Material supplied:
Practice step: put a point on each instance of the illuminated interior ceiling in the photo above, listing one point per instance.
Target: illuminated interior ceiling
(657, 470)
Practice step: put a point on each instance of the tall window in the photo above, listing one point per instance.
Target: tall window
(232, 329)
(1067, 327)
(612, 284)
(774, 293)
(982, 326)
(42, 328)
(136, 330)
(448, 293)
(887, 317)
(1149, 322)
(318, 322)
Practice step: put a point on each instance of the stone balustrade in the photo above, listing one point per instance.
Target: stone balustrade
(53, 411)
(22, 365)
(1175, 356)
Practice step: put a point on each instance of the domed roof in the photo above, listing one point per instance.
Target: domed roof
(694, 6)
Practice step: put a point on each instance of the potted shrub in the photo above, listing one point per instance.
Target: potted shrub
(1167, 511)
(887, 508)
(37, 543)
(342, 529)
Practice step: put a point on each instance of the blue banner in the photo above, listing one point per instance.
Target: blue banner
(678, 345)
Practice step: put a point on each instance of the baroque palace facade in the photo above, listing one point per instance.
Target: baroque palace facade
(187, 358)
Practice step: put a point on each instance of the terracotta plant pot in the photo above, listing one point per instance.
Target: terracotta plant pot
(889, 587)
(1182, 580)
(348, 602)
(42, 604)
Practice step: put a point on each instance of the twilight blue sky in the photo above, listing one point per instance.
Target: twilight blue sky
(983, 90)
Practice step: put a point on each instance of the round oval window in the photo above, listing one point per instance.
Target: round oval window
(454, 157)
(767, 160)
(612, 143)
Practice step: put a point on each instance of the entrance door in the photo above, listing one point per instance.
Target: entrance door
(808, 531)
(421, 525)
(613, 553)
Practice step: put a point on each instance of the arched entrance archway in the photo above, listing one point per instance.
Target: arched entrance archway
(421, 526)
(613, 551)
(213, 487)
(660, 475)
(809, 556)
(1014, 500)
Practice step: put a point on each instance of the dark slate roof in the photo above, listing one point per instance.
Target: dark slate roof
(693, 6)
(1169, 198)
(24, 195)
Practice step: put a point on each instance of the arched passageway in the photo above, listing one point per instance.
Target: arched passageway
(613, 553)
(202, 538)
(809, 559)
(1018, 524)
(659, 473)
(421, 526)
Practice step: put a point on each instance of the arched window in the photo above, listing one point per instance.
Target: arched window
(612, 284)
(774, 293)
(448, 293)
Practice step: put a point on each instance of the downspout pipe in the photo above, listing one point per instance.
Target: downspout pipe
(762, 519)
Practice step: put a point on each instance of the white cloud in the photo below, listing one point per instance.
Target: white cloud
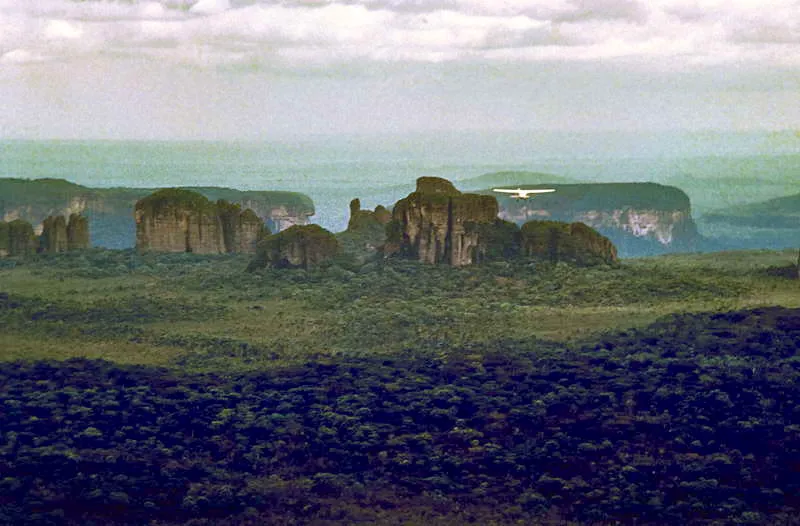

Try it: Using the entries, count how many lines contain the string "cloud". Write only the number.

Exercise solution: 2